**Your task:** Can you retype the lines below, starting at the beginning of the entries and ending with the line that contains "[[94, 150]]", including both ends?

──────── Records for processing ────────

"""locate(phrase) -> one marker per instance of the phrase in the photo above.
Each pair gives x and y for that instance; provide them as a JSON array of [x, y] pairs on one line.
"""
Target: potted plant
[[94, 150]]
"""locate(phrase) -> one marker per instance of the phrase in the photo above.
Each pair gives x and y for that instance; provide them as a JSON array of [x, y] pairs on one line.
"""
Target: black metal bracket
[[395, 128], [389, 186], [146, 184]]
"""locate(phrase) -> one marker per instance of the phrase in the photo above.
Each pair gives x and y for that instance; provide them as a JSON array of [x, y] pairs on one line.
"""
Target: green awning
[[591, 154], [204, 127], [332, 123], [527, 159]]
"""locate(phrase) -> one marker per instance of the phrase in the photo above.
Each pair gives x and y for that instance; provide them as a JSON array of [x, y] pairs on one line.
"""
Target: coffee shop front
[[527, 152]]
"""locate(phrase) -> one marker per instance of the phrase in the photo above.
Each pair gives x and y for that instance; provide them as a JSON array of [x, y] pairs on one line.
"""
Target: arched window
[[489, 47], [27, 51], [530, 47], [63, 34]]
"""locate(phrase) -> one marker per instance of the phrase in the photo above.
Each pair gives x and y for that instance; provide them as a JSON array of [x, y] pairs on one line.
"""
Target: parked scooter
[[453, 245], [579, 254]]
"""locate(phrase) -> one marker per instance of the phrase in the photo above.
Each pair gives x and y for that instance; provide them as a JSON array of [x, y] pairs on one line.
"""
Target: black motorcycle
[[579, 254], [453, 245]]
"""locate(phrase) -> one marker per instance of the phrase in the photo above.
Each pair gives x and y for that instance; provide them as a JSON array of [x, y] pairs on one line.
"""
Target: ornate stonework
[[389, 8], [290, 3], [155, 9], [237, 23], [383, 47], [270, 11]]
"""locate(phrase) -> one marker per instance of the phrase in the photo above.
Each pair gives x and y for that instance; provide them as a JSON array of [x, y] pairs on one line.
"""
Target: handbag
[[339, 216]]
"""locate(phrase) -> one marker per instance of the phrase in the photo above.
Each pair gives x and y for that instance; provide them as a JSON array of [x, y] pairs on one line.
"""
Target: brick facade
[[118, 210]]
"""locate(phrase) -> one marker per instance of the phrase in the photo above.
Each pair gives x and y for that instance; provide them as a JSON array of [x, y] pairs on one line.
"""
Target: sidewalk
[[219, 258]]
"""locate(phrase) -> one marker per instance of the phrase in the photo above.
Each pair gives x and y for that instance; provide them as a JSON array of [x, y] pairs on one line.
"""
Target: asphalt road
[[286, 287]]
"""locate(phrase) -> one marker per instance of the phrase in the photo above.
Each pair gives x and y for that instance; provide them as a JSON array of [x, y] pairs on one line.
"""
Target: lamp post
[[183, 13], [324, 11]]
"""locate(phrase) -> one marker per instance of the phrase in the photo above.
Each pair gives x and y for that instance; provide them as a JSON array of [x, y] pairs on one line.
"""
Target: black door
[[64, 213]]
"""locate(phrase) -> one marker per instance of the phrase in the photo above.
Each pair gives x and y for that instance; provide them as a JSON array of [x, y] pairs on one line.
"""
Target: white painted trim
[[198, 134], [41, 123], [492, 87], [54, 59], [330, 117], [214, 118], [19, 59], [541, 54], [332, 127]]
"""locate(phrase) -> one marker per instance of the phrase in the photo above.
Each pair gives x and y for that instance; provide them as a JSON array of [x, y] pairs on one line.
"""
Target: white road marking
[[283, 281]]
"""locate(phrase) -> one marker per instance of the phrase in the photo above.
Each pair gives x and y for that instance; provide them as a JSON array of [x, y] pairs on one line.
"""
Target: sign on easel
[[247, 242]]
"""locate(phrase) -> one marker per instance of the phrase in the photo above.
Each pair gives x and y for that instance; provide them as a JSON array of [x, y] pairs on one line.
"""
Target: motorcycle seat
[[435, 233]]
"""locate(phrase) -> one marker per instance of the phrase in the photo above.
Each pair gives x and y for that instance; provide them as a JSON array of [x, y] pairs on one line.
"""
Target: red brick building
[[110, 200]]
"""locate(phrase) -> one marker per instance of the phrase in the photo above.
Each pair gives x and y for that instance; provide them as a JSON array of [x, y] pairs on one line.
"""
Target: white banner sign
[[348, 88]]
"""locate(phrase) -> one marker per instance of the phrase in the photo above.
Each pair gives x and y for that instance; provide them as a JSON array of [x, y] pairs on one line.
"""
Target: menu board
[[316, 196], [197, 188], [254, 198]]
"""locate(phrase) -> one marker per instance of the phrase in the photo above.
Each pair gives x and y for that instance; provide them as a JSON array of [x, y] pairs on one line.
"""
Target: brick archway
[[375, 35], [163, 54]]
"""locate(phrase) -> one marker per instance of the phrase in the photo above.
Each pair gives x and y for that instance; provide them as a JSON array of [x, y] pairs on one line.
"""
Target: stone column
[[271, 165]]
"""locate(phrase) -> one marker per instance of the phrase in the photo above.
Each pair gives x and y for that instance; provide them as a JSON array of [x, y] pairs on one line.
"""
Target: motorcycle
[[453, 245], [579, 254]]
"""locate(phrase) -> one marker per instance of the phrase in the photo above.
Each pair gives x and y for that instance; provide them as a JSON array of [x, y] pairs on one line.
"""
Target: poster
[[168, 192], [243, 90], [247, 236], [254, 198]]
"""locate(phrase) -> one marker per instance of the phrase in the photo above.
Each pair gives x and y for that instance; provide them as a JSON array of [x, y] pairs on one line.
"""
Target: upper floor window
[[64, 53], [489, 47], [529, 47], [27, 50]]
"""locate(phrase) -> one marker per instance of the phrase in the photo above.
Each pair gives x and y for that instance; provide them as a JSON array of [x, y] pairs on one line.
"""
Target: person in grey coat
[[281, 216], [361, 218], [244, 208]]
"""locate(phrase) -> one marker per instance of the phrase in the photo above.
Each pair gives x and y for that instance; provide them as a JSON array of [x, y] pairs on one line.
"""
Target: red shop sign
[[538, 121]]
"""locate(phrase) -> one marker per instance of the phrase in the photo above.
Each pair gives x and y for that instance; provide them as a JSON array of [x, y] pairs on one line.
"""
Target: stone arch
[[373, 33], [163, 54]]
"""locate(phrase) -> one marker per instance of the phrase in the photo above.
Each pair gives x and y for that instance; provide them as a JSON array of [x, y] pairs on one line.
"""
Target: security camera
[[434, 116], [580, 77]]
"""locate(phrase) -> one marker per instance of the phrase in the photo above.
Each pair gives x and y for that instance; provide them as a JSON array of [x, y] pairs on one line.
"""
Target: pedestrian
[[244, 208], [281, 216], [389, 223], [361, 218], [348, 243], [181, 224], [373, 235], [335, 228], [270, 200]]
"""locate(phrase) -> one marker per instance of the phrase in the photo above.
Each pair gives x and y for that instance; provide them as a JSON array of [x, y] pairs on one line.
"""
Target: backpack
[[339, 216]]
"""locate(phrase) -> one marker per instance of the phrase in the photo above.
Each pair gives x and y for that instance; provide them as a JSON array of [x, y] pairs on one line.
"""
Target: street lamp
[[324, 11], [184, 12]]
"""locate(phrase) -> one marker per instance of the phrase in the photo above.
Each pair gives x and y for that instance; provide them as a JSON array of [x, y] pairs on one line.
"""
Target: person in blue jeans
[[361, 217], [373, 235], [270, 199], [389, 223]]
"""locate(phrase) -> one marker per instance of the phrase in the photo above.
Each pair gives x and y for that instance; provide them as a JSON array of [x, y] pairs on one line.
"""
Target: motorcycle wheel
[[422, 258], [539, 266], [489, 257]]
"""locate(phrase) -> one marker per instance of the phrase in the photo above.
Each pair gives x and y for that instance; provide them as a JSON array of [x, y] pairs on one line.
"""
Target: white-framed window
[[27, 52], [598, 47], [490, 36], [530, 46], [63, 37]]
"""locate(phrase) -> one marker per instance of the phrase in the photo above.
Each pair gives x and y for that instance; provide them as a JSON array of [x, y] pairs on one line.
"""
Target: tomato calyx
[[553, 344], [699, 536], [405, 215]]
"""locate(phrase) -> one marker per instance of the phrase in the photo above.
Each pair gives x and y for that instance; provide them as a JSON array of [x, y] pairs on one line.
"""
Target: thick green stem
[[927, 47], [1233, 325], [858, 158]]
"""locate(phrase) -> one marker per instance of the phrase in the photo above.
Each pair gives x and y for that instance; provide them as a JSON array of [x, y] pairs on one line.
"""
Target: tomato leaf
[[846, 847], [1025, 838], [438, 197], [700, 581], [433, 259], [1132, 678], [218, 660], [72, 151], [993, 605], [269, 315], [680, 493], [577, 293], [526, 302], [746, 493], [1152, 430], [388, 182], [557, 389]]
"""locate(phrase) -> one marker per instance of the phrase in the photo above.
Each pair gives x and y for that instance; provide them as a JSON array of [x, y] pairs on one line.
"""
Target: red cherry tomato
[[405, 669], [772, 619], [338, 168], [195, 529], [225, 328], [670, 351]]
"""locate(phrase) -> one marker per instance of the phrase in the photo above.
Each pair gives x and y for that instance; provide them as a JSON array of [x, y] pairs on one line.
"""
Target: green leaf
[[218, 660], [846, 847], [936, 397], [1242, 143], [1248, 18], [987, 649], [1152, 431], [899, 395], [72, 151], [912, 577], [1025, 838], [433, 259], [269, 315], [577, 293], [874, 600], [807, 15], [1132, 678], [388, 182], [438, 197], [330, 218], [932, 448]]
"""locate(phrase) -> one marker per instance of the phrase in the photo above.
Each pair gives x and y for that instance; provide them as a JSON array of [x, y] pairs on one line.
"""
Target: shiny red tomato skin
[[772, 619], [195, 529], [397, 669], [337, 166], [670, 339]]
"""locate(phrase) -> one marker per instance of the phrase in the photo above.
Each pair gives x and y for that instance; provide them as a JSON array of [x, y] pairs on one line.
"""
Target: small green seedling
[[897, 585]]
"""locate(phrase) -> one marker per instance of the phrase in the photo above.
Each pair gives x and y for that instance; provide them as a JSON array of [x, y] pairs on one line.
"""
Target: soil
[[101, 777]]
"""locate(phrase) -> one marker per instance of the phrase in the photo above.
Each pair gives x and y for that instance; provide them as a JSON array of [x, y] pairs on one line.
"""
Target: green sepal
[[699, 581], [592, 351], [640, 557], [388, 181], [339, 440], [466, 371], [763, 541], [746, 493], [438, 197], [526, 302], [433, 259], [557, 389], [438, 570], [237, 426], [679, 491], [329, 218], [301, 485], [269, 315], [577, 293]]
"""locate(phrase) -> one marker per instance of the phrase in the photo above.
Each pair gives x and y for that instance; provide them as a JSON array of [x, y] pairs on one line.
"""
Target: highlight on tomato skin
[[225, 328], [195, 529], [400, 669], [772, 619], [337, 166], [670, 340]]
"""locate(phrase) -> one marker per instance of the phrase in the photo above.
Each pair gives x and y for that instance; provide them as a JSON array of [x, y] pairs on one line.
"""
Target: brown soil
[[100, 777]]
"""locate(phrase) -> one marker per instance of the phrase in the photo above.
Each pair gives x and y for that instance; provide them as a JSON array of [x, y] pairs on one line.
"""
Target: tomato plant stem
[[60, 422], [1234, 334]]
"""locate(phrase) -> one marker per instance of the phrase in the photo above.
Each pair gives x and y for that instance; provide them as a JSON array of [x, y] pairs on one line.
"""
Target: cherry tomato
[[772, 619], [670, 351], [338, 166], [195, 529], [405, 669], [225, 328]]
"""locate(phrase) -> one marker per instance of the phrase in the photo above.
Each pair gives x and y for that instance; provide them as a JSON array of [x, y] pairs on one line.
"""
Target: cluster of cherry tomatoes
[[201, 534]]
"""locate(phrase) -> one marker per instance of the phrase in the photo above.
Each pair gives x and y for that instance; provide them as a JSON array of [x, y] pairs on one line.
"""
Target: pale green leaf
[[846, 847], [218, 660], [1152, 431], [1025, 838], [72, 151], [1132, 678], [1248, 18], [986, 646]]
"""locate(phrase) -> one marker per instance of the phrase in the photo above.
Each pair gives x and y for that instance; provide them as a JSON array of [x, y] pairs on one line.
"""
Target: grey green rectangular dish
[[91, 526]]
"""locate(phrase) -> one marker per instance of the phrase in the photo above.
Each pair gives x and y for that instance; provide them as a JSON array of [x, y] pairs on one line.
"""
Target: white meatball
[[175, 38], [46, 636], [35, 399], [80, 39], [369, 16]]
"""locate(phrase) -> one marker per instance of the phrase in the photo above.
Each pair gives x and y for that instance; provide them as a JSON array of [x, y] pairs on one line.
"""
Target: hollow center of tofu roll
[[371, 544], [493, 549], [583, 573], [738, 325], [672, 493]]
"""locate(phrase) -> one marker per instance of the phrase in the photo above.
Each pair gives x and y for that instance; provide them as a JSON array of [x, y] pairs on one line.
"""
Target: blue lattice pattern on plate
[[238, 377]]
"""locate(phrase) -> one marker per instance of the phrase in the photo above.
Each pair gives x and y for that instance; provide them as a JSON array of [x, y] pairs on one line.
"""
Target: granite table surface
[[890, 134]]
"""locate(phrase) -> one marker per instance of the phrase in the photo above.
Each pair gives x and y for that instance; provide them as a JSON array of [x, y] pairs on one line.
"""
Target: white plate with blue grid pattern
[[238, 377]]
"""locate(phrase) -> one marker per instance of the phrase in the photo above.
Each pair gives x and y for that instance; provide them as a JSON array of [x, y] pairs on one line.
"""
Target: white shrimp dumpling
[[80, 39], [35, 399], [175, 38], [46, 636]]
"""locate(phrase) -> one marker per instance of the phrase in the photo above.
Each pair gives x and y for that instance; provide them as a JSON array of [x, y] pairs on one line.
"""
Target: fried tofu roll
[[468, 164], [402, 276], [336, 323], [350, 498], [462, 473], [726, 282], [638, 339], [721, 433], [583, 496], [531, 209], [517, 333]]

────────

**Answer to this problem:**
"""locate(phrase) -> one marker per instance of the phrase in the photo above.
Each pair gives x and y for that instance; provide them as a JSON array of [x, y] pairs on one line.
"""
Target: potted plant
[[94, 150]]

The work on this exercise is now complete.